18 July 2007

Gerakan Petani Manggarai untuk Membela Kehidupan

Sri Palupi

Gerakan Petani Manggarai untuk Membela Kehidupan (1)

Gerakan Petani Manggarai untuk Membela Kehidupan (2)

Caption 1: Kelompok petani ”Tunas Muda” menyiapkan lahan untuk menanam sayur (photos credit: PJIC-Indonesia)

Dalam perjalanan dari Labuan Bajo (kabupaten Manggarai Barat) ke Ruteng (kabupaten Manggarai), Provinsi Nusa Tenggara Timur, saya membaca satu iklan besar terpampang di pinggir jalan. Isinya menawarkan pestisida ROUND UP produk perusahaan Monsanto. Tak disangka, produk perusahaan pertanian transgenik itu telah merambah hingga ke desa-desa terpencil di ujung barat pulau Flores. Monsanto sendiri adalah perusahaan transnasional di bidang agribisnis yang selama ini dikenal menawarkan ‘kehidupan’ namun dengan cara-cara yang menghancurkan sumber penyangga kehidupan umat manusia lewat mutasi faktor penentu keturunan dan pupuk serta pestisida kimianya. Ketika para elit politik-ekonomi, akademisi dan pakar pertanian turut melancarkan usaha Monsanto dalam mengintervensi kehidupan petani dan ekologi pertanian di negeri ini, penolakan justru datang dari para petani sederhana dari berbagai pelosok desa. Salah satunya adalah petani di daerah Pagal, kecamatan Cibal, kabupaten Manggarai, NTT.

● ● ● ●

**TUGAS DIKERJAKAN:** Kembalikan teks tentang gerakan petani Manggarai secara utuh, tanpa mengubah satu kata pun.

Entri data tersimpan
● ● ● ●

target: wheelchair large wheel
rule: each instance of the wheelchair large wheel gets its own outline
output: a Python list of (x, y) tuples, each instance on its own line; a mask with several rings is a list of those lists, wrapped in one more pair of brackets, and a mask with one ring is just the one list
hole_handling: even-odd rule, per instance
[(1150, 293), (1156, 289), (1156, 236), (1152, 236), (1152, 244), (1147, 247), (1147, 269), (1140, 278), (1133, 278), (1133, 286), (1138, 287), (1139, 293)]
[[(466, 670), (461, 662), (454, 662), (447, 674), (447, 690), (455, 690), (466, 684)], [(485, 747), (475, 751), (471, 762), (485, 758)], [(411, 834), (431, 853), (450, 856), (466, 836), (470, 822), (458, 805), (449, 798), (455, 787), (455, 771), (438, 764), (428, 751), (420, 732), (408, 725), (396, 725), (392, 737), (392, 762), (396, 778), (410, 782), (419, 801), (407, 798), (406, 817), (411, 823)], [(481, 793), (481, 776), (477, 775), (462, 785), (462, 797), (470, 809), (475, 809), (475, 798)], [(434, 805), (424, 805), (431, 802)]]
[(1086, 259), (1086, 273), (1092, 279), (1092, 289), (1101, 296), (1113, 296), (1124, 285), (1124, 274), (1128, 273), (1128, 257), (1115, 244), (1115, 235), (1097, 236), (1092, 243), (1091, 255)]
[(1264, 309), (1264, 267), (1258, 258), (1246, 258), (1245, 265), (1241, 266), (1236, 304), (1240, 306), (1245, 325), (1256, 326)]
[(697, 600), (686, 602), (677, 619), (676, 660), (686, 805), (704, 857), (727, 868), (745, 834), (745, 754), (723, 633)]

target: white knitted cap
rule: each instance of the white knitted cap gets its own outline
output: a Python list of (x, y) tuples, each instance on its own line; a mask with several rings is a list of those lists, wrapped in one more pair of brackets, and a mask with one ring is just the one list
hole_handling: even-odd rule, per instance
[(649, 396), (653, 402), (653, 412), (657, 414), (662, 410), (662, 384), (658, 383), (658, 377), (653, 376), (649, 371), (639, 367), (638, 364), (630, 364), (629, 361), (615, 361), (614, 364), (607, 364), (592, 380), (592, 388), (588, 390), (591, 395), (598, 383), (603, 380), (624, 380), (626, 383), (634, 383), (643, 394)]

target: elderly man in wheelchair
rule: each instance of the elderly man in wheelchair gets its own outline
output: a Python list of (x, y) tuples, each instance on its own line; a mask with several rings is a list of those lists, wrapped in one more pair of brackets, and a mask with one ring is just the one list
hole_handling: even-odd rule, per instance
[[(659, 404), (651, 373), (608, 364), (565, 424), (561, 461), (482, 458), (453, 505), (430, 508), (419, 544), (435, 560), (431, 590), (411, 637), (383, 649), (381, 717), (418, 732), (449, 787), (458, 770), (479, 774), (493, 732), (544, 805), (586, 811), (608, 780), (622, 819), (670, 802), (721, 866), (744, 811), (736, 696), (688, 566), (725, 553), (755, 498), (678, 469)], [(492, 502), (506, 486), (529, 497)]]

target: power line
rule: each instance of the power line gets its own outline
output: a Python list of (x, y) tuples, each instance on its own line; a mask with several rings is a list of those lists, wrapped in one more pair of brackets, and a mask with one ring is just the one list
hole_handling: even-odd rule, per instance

● ● ● ●

**PENYELESAIAN LATIHAN:**
18 July 2007

Gerakan Petani Manggarai untuk Membela Kehidupan

Sri Palupi

Gerakan Petani Manggarai untuk Membela Kehidupan (1)

Gerakan Petani Manggarai untuk Membela Kehidupan (2)

Caption 1: Kelompok petani ”Tunas Muda” menyiapkan lahan untuk menanam sayur (photos credit: PJIC-Indonesia)

Dalam perjalanan dari Labuan Bajo (kabupaten Manggarai Barat) ke Ruteng (kabupaten Manggarai), Provinsi Nusa Tenggara Timur, saya membaca satu iklan besar terpampang di pinggir jalan. Isinya menawarkan pestisida ROUND UP produk perusahaan Monsanto. Tak disangka, produk perusahaan pertanian transgenik itu telah merambah hingga ke desa-desa terpencil di ujung barat pulau Flores. Monsanto sendiri adalah perusahaan transnasional di bidang agribisnis yang selama ini dikenal menawarkan ‘kehidupan’ namun dengan cara-cara yang menghancurkan sumber penyangga kehidupan umat manusia lewat mutasi faktor penentu keturunan dan pupuk serta pestisida kimianya. Ketika para elit politik-ekonomi, akademisi dan pakar pertanian turut melancarkan usaha Monsanto dalam mengintervensi kehidupan petani dan ekologi pertanian di negeri ini, penolakan justru datang dari para petani sederhana dari berbagai pelosok desa. Salah satunya adalah petani di daerah Pagal, kecamatan Cibal, kabupaten Manggarai, NTT.